- [Work instructions]
a: In the passage on how Americans remember their wars, why does the writer say the European visitor was not entirely on target? Answer in one to three sentences.
b: Pick up the passage on how Americans remember their wars where it stops, and keep writing.

Some years ago, a newspaper article credited a European visitor with the wry observation that Americans are charming because they have such short memories. When it comes to the nation’s wars, however, he was not entirely on target. Americans embrace military histories of the heroic “band of (American) brothers” sort, especially involving World War II. They possess a seemingly boundless appetite for retellings of the Civil War, far and away the country’s most devastating conflict as far as American war deaths are concerned.
Certain traumatic historical moments such as “the Alamo” and “Pearl Harbor” have become code words—almost mnemonic devices—for reinforcing the remembrance of American victimization at the hands of nefarious antagonists. Thomas Jefferson and his peers actually established the baseline for this in the nation’s founding document, the Declaration of Independence, which enshrines recollection of “the merciless Indian Savages”—a self-righteous demonization that turned out to be boilerplate for a succession of later perceived enemies. “September 11” has taken its place in this deep-seated invocation of violated innocence, with an intensity bordering on hysteria.

- [Stored rows]
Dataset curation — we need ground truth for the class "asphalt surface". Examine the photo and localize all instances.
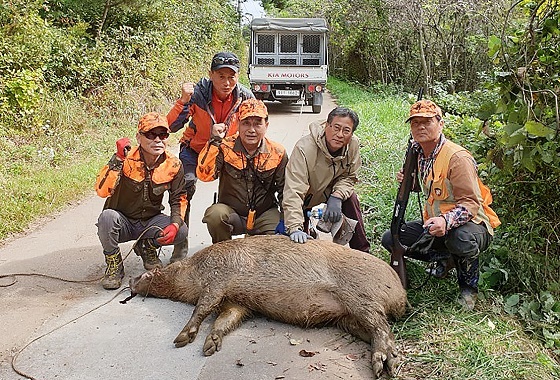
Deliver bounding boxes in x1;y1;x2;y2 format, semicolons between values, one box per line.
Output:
0;94;372;380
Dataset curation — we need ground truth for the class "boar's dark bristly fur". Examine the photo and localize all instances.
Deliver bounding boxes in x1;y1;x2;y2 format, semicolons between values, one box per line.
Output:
130;235;406;378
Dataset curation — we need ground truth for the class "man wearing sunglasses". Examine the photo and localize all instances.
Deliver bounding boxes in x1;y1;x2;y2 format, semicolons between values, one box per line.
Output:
95;112;188;289
167;52;254;260
283;107;370;252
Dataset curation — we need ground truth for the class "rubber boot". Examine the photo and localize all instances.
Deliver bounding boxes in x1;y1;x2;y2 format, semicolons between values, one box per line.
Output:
134;239;163;270
101;250;124;290
169;238;189;263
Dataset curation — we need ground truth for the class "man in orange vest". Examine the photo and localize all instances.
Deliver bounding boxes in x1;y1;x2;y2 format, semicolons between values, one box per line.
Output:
167;51;254;260
95;112;188;289
381;100;500;310
196;99;288;243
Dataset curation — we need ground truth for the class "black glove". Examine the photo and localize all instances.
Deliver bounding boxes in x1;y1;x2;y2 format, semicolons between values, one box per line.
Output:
323;195;342;223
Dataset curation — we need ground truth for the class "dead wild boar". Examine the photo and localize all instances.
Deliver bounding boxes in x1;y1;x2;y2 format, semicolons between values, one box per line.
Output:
130;235;406;378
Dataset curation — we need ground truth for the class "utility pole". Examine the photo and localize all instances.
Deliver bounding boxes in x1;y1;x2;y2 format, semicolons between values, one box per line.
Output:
237;0;243;29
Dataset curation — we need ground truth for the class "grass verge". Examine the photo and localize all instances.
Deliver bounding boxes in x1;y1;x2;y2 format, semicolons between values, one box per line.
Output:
329;78;560;380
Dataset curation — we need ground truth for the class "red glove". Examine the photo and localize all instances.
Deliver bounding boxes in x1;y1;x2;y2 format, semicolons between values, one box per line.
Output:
117;137;130;161
157;223;179;245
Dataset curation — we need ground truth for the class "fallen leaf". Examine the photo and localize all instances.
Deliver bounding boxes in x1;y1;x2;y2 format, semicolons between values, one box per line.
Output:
299;350;317;358
308;362;327;372
346;354;361;362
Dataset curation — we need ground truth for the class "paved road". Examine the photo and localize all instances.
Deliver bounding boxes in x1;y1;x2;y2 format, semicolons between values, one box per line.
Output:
0;96;372;380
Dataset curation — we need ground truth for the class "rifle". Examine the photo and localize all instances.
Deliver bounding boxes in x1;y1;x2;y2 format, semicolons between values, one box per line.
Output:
390;88;423;289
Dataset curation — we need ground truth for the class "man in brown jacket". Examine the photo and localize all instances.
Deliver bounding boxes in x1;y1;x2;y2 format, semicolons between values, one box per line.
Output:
282;107;369;252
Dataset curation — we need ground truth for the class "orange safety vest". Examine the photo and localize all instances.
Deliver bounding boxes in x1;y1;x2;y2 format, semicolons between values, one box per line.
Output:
423;140;501;235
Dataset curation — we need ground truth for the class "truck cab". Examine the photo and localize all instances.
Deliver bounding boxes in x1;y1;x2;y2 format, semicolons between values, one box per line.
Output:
248;18;328;113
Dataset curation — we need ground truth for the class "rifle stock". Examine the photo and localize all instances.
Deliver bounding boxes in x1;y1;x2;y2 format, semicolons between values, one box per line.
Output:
391;137;418;289
390;88;422;289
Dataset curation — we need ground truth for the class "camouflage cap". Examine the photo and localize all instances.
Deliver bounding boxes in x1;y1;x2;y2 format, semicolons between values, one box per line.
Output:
406;99;443;122
138;112;169;132
237;98;268;120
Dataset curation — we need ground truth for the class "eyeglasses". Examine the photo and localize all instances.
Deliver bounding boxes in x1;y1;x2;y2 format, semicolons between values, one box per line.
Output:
140;131;169;140
212;57;239;66
329;124;352;136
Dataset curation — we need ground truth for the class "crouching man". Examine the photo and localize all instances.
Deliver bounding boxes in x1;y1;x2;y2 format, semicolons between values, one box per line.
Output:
95;112;188;289
196;99;288;243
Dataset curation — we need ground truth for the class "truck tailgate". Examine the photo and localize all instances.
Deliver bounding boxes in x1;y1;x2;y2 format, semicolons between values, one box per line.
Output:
249;65;327;83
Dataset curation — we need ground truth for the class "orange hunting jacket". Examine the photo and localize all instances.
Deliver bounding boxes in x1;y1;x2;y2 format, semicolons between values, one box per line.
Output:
167;78;254;153
422;140;500;235
95;147;187;226
196;135;288;217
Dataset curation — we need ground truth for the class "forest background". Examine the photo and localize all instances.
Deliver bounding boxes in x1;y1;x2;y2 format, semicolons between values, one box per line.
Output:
0;0;560;378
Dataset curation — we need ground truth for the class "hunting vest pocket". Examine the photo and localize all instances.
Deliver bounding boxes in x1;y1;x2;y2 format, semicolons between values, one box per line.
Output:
431;177;449;201
152;183;171;197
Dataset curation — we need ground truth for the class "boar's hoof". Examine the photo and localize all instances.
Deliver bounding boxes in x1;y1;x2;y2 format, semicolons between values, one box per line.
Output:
173;324;202;347
203;332;222;356
371;352;387;379
385;352;399;377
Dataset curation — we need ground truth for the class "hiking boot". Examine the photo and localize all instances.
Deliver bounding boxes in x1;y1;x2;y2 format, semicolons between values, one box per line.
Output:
134;239;163;270
101;251;124;290
426;257;455;278
169;238;189;263
457;287;478;311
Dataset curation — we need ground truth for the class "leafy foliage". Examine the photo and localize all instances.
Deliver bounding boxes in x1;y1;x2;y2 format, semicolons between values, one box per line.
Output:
263;0;506;93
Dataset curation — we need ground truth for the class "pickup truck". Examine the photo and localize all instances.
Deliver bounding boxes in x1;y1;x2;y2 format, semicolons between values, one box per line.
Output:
248;18;328;113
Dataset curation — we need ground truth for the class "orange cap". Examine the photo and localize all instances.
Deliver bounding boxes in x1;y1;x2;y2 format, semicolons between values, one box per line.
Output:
138;112;169;132
237;98;268;120
406;99;443;122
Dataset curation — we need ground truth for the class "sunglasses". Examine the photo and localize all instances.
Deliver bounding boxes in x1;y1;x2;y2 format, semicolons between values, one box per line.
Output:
212;57;239;66
140;131;169;140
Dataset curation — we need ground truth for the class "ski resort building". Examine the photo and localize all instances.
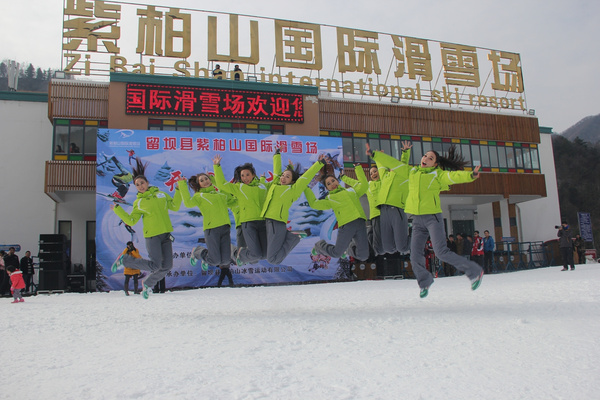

- [Results for each task]
a: The visitor claimed Americans have short memories, but when it comes to the nation's wars, they remember well. They embrace heroic military histories, especially about World War II, and have a seemingly boundless appetite for retellings of the Civil War.

b:
Such “victim consciousness” is not, of course, peculiar to Americans. In Japan after World War II, this phrase—higaisha ishiki in Japanese—became central to left-wing criticism of conservatives who fixated on their country’s war dead and seemed incapable of acknowledging how grievously Imperial Japan had victimized others, millions of Chinese and hundreds of thousands of Koreans foremost among them. When present-day Japanese cabinet members visit Yasukuni Shrine, where the emperor’s deceased soldiers and sailors are venerated, they are stoking victim consciousness and roundly criticized for doing so by the outside world, including the US media.
Worldwide, war memorials and memorial days ensure preservation of such selective remembrance. My home state of Massachusetts also does this to this day by flying the black-and-white “POW-MIA” flag of the Vietnam War at various public places, including Fenway Park, home of the Boston Red Sox—still grieving over those fighting men who were captured or went missing in action and never returned home.
In one form or another, populist nationalisms today are manifestations of acute victim consciousness. Still, the American way of remembering and forgetting its wars is distinctive for several reasons. Geographically, the nation is much more secure than other countries. Alone among major powers, it escaped devastation in World War II, and has been unmatched in wealth and power ever since. Despite panic about Communist threats in the past and Islamist and North Korean threats in the present, the United States has never been seriously imperiled by outside forces. Apart from the Civil War, its war-related fatalities have been tragic but markedly lower than the military and civilian death tolls of other nations, invariably including America’s adversaries.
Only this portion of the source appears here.